» GIVEN TASK 1:
In the article on the light-conducting semimetal ZrSiSe, what term do the researchers use for light traveling inside the material in a zigzag pattern?

» ARTICLE:
+===+
Metals are canonical plasmonic media at infrared and optical wavelengths, allowing one to guide and manipulate light at the nanoscale. Metals are excellent at transferring heat and electricity, but they aren’t frequently considered a means of conducting light.

A new study by Columbia University reports about a metal that can conduct light through it.

Scientists have been investigating the optical properties of a semimetal material known as ZrSiSe. In 2020, they found that ZrSiSe shares electronic similarities with graphene. Enhanced electronic correlations, uncommon for Dirac semimetals, are present in ZrSiSe.

Unlike graphene, a single, atom-thin carbon layer, ZrSiSe is a three-dimensional metallic crystal. It is made of layers that behave differently in the in-plane and out-of-plane directions. This property is known as anisotropy.

Yinming Shao, now a postdoc at Columbia, said, “It’s sort of like a sandwich: one layer acts like a metal while the next layer acts like an insulator. When that happens, the light starts to interact unusually with the metal at certain frequencies. Instead of bouncing off, it can travel inside the material in a zigzag pattern, which we call hyperbolic propagation.”

In this study, scientists used ZrSiSe samples of various thicknesses to witness such zigzag movements of light or so-called hyperbolic waveguide modes. These waveguides, which are plasmons, are produced when light photons combine with electron oscillations to form hybrid quasiparticles that may direct light through a material.

Scientists noted, “It is the unique range of electron energy levels, called electronic band structure, of ZrSiSe that allowed the team to observe them in this material.”
+===+
» SUPPLIED MATERIAL:
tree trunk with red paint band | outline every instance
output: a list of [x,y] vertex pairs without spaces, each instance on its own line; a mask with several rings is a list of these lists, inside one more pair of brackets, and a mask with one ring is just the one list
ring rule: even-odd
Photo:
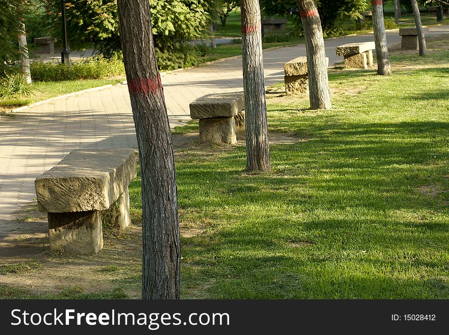
[[271,170],[262,52],[262,25],[258,0],[242,0],[242,44],[246,170]]
[[380,75],[391,74],[391,67],[387,46],[382,0],[372,0],[371,3],[372,5],[372,28],[377,58],[377,73]]
[[298,0],[297,4],[306,38],[310,108],[330,109],[328,64],[318,10],[314,0]]
[[142,178],[142,297],[179,299],[181,253],[174,160],[148,0],[118,0],[120,38]]
[[426,38],[422,31],[422,24],[421,23],[421,14],[416,0],[410,0],[412,9],[413,10],[413,15],[415,16],[415,24],[416,26],[416,32],[418,33],[418,44],[419,45],[419,56],[424,56],[427,52],[426,46]]

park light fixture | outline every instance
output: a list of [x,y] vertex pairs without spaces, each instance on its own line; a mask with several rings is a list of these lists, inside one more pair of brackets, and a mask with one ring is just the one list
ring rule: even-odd
[[61,53],[61,62],[70,64],[70,51],[67,47],[67,29],[65,25],[65,0],[61,0],[61,16],[62,18],[62,43],[64,48]]

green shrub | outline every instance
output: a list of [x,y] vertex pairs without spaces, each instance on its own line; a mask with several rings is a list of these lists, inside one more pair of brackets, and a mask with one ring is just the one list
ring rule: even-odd
[[0,79],[0,98],[30,96],[33,94],[33,87],[27,83],[20,74],[6,74]]
[[188,44],[180,46],[171,51],[163,52],[156,48],[156,57],[158,67],[162,71],[194,66],[201,61],[197,49]]
[[118,57],[106,59],[98,56],[70,65],[33,62],[31,63],[30,70],[33,80],[60,81],[102,79],[120,75],[124,73],[124,66]]

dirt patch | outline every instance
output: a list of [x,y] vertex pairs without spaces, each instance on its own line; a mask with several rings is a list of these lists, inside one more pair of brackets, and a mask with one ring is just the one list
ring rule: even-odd
[[446,190],[442,189],[439,185],[426,185],[421,186],[417,189],[418,192],[426,195],[431,197],[435,197],[439,194],[447,192]]

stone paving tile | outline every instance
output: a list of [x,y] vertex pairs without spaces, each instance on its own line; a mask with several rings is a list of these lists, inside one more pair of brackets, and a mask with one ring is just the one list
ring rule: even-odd
[[[431,28],[428,36],[449,33],[449,26]],[[330,65],[343,60],[335,48],[373,40],[372,34],[326,41]],[[387,32],[389,45],[400,43],[397,31]],[[304,44],[264,54],[265,84],[283,80],[283,64],[306,56]],[[205,95],[243,90],[241,59],[166,74],[162,78],[171,127],[190,119],[189,104]],[[71,150],[137,148],[131,103],[125,85],[57,99],[0,116],[0,220],[35,197],[34,180]],[[16,229],[0,223],[0,235]]]

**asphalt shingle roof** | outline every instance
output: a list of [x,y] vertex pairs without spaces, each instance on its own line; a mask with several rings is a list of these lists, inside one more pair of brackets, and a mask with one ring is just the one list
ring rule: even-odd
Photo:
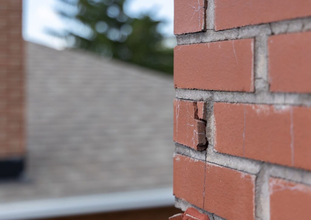
[[171,186],[172,77],[26,45],[28,180],[0,202]]

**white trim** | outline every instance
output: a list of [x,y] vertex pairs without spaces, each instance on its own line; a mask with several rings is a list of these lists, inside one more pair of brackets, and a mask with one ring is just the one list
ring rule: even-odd
[[171,187],[0,204],[0,219],[26,219],[173,205]]

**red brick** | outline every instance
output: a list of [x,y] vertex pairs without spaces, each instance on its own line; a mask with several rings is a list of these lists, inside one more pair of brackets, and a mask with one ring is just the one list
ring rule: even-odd
[[5,157],[25,153],[23,47],[21,0],[0,2],[0,157]]
[[310,186],[271,178],[269,190],[271,220],[310,219]]
[[255,176],[206,163],[204,209],[226,219],[254,218]]
[[215,0],[216,30],[311,15],[309,0]]
[[270,90],[311,92],[311,32],[272,36],[268,42]]
[[253,91],[253,44],[245,39],[175,47],[175,87]]
[[204,122],[198,119],[196,102],[174,100],[174,141],[202,150],[207,144]]
[[311,170],[311,108],[293,108],[294,166]]
[[205,162],[176,154],[173,166],[174,194],[203,208]]
[[214,149],[222,153],[291,166],[291,111],[289,107],[215,103]]
[[205,27],[206,1],[174,1],[174,34],[202,31]]

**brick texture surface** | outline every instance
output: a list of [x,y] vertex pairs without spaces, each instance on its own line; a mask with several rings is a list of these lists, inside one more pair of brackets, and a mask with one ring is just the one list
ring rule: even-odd
[[218,151],[311,169],[311,110],[304,107],[215,103]]
[[269,190],[271,220],[310,219],[310,186],[271,178]]
[[270,90],[311,93],[311,32],[272,36],[268,42]]
[[203,187],[213,219],[310,219],[311,0],[206,1],[206,30],[175,1],[175,152],[192,162],[174,175],[205,165],[176,206],[201,208]]
[[205,27],[205,0],[174,1],[174,33],[198,32]]
[[253,44],[246,39],[177,46],[175,87],[253,91]]
[[254,219],[254,176],[207,163],[204,209],[226,219]]
[[311,15],[309,0],[214,0],[216,30]]
[[205,163],[177,154],[174,157],[174,194],[203,208]]
[[[205,111],[200,106],[200,116]],[[205,122],[199,119],[197,102],[175,99],[174,101],[174,141],[201,150],[206,147]]]
[[0,157],[24,151],[22,1],[0,2]]

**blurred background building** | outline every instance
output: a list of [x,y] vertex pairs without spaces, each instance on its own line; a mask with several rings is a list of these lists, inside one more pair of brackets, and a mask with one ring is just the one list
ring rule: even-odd
[[23,42],[21,0],[1,1],[0,219],[178,212],[173,2],[158,3],[25,0]]

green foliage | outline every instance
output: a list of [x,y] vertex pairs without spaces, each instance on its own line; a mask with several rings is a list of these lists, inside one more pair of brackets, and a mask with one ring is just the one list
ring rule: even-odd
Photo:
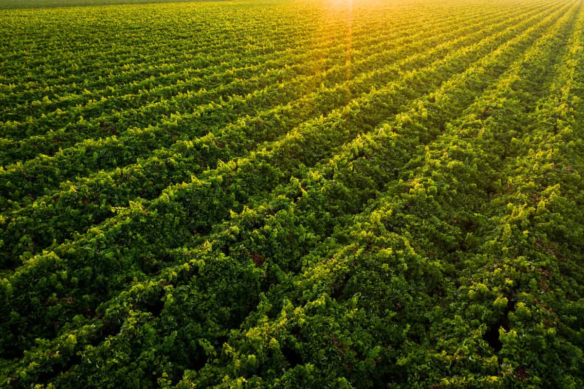
[[584,8],[493,4],[0,11],[0,387],[584,387]]

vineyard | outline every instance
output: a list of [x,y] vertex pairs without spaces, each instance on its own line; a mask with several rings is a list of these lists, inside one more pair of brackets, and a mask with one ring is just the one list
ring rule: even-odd
[[125,1],[0,0],[0,388],[584,387],[580,0]]

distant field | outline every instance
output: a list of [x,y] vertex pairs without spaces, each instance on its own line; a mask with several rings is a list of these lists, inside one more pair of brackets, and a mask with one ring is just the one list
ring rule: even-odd
[[0,1],[0,388],[584,387],[582,1],[114,2]]
[[[189,0],[0,0],[0,9],[181,2]],[[199,2],[210,0],[197,0]],[[214,0],[217,1],[218,0]]]

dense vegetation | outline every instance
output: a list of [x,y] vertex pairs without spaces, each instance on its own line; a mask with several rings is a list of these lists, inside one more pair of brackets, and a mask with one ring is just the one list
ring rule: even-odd
[[584,387],[580,0],[0,35],[0,387]]

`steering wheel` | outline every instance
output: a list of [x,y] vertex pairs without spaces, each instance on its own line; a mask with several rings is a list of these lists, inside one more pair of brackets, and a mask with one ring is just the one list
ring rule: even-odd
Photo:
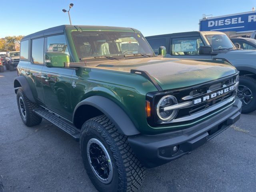
[[133,53],[132,52],[130,51],[125,51],[123,53],[123,54],[127,54],[127,53],[130,53],[131,54],[133,54]]

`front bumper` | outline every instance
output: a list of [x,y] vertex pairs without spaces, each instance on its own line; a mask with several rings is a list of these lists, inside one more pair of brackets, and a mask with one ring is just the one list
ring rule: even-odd
[[189,153],[226,129],[239,119],[241,107],[236,99],[231,106],[196,125],[162,134],[130,136],[128,142],[145,167],[159,166]]

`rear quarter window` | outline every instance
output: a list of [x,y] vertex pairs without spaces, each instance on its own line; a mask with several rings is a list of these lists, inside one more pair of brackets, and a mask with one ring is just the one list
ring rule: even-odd
[[20,43],[20,60],[28,59],[28,40],[22,41]]

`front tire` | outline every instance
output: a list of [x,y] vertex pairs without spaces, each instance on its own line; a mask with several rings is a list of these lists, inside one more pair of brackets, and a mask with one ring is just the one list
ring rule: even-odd
[[84,124],[80,148],[85,169],[99,192],[139,190],[145,168],[135,157],[127,137],[118,133],[106,116]]
[[31,102],[26,97],[22,87],[17,92],[17,104],[23,123],[28,127],[40,124],[42,118],[33,110],[38,107],[37,104]]
[[248,76],[240,77],[237,98],[242,102],[242,113],[256,110],[256,80]]
[[9,66],[9,68],[10,69],[10,71],[13,71],[14,70],[14,68],[12,65],[10,65]]

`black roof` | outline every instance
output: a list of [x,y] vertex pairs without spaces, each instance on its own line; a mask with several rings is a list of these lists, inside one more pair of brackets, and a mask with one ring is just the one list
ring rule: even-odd
[[138,31],[136,29],[132,28],[118,27],[110,27],[108,26],[90,26],[86,25],[63,25],[56,27],[52,27],[47,29],[36,32],[34,33],[27,35],[24,37],[22,40],[27,39],[34,39],[39,37],[54,35],[64,33],[65,29],[68,28],[69,30],[125,30],[129,31]]
[[152,36],[148,36],[146,37],[146,38],[152,37],[166,37],[166,36],[172,36],[172,37],[178,36],[182,37],[183,35],[184,36],[188,36],[188,35],[198,35],[200,34],[200,31],[191,31],[189,32],[182,32],[181,33],[170,33],[169,34],[164,34],[163,35],[154,35]]
[[[64,29],[67,26],[70,26],[68,25],[63,25],[45,29],[44,30],[42,30],[42,31],[38,31],[38,32],[32,33],[32,34],[27,35],[22,38],[22,40],[26,40],[27,39],[37,38],[47,35],[63,33],[64,32]],[[74,27],[74,29],[76,29]]]

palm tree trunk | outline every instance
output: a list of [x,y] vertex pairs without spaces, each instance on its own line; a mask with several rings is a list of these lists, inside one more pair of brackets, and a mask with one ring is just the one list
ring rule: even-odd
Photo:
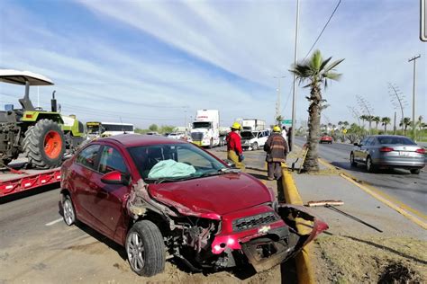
+===+
» GIVEN TASK 2:
Retype the records starting at their first line and ending at the line that contains "[[271,170],[262,52],[262,25],[258,0],[242,0],[242,44],[246,170]]", both included. Omit the pictures from your copy.

» CORRECT OUTPUT 1:
Hyperbolic propagation.

» CORRECT OUTPUT 2:
tree trunk with red paint band | outline every instance
output: a list of [x,y] vertex pairs without spaces, each instance on its own line; a mask with several rings is a list of these lists, inside one more pair of brackets, and a mask with one ring is just the one list
ring rule: even-odd
Photo:
[[271,170],[262,52],[262,25],[258,0],[242,0],[242,44],[246,170]]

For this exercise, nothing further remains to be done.